[What is being asked] Transcribe the records exactly. Pictures do not belong in the transcription.
[[ Available data, beginning ]]
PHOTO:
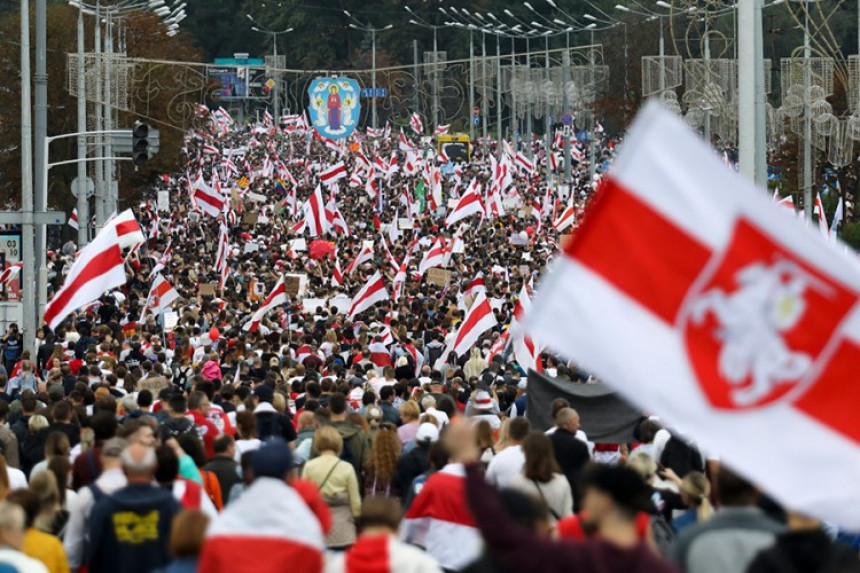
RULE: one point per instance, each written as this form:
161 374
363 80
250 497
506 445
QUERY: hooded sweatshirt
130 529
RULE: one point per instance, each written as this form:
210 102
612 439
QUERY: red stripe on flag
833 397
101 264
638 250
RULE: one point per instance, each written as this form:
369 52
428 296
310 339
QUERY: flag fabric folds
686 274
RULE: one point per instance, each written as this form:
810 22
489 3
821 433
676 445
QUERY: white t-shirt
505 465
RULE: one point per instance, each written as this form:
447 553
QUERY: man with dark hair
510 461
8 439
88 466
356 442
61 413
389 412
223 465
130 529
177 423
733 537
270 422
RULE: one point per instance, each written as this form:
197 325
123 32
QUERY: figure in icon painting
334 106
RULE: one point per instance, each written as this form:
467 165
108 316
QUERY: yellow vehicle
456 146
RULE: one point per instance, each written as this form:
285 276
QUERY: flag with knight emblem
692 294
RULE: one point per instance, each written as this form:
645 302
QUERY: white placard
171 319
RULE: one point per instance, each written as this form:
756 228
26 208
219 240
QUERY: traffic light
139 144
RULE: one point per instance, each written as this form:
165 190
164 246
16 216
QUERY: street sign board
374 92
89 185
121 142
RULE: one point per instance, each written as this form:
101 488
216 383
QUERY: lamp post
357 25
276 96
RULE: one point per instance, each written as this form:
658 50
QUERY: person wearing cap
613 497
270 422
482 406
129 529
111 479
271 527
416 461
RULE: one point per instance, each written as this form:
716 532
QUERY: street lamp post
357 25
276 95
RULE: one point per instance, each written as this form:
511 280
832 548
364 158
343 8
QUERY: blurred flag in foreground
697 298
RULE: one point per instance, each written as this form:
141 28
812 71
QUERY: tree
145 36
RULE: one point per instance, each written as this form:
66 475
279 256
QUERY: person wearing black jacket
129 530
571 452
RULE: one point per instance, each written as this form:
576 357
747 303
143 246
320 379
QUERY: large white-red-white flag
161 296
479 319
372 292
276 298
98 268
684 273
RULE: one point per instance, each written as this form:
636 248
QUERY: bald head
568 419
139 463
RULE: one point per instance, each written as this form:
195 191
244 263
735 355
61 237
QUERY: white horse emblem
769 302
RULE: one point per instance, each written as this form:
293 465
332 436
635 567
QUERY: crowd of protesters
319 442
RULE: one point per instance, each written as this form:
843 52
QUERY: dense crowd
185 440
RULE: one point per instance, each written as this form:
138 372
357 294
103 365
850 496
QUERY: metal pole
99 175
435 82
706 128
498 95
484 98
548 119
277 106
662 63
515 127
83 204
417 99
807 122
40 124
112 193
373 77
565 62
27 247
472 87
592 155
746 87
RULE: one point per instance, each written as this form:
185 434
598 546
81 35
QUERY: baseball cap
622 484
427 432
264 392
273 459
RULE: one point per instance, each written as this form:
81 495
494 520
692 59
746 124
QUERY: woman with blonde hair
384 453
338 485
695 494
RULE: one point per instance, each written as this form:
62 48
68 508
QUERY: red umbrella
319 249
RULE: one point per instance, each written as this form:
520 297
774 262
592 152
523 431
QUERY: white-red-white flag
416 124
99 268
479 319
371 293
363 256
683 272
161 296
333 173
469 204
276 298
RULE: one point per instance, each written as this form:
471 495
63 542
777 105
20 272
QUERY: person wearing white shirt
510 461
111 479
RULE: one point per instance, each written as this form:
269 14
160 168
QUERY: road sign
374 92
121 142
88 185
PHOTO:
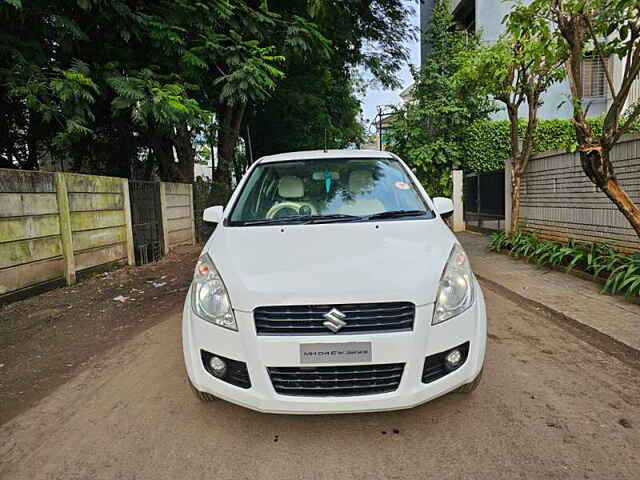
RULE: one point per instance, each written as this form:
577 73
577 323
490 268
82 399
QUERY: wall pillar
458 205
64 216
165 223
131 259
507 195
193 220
[[ Available data, end ]]
[Exercise solution]
PHOTO:
RULE: one point per instance, each written as this form:
161 374
363 80
250 497
506 445
QUERY: hooded sweatshirt
130 529
RULE: one point per instance, each written as this form:
210 102
612 439
QUERY: red stripe on flag
833 397
101 264
638 250
RULE: one point per instance, each written as this form:
369 52
428 296
310 339
QUERY: flag fabric folds
686 274
RULE: one point per instance, each written as this form:
810 22
489 3
821 433
676 445
QUERY: white t-shirt
505 465
RULE: one point per instance, each written as this form:
447 553
QUERY: man with dark hair
510 461
8 439
88 466
356 442
61 413
389 412
223 465
130 529
177 423
733 537
270 422
RULE: one point per instance, each written as this form:
197 325
123 32
QUERY: figure in icon painting
334 106
RULE: one point per instance, each written as this form:
467 165
108 316
QUERY: yellow vehicle
456 146
RULE: one point per instance, each written as this form:
285 276
QUERY: flag with knight emblem
692 294
RULE: one point per instance, each written as this form:
645 302
QUERY: white placard
171 319
RULE: one point per instance, each written as this form:
756 228
26 208
219 240
QUERY: traffic light
139 144
RULE: one point per instance, each written as this form:
165 190
164 246
16 216
QUERY: street sign board
374 92
89 185
121 142
RULE: one point per instance, each written as this form:
101 488
216 383
QUERY: lamp post
357 25
276 96
RULE: one point per instance, each written as this form:
658 50
QUERY: person wearing cap
613 497
270 422
482 406
129 529
111 479
271 527
416 461
RULE: one point per instance, each written as this form:
716 532
QUERY: street lamp post
357 25
276 95
RULE: one point per instance, each written as this form:
511 280
832 548
364 158
343 8
QUERY: blurred flag in foreground
697 298
RULE: one point per instance, each written as this form:
141 28
812 71
QUERY: tree
145 36
RULE: one point per instance, each written as this form:
66 475
279 256
QUERY: person wearing black jacket
129 530
571 452
RULE: one point per instance, each written as this form:
576 357
747 303
143 246
320 379
QUERY: large white-red-white flag
161 296
479 319
372 292
276 298
98 268
684 273
RULE: one point per instance, each written as this form:
636 248
QUERY: bald head
568 419
139 463
RULE: one point per instance, each written as this form:
195 191
244 263
735 355
61 237
QUERY: white horse emblem
769 302
RULE: one point per instance, each written as this form:
293 465
332 436
635 567
QUERY: crowd of protesters
319 442
RULE: one point per instance, each written as this form:
843 52
QUERY: dense crowd
185 440
RULE: one point per instance, each written as this form:
138 372
357 294
103 365
850 496
QUERY: metal pole
99 175
435 82
706 128
498 95
484 98
548 119
277 106
662 63
515 127
83 204
417 99
807 122
40 124
112 193
373 77
565 62
27 247
472 87
592 155
746 87
RULE: one point per instance, each written as this form:
185 434
598 546
81 35
QUERY: baseball cap
622 484
427 432
264 392
273 459
RULE: one point per instance, each written as this form:
81 495
494 520
692 59
746 124
QUERY: woman with blonde hair
384 453
338 485
695 494
RULE: one point per instance, each written as this form:
62 48
68 508
QUERY: red umbrella
319 249
RULE: one point per instance, each written as this form:
520 297
774 262
592 152
523 431
QUERY: white-red-white flag
416 124
99 268
479 319
371 293
363 256
683 272
161 296
333 173
469 204
276 298
RULE: one point per instance, each written as this form:
471 495
63 542
777 105
20 272
QUERY: person wearing white shirt
510 461
111 479
RULE: one point per instance, each written as this form:
269 14
160 168
QUERY: road sign
374 92
121 142
88 185
PHOTO:
RULE: one point per instance, each written as this form:
577 73
577 323
490 268
82 399
QUERY: wall pillar
458 205
64 216
165 223
131 259
507 195
193 220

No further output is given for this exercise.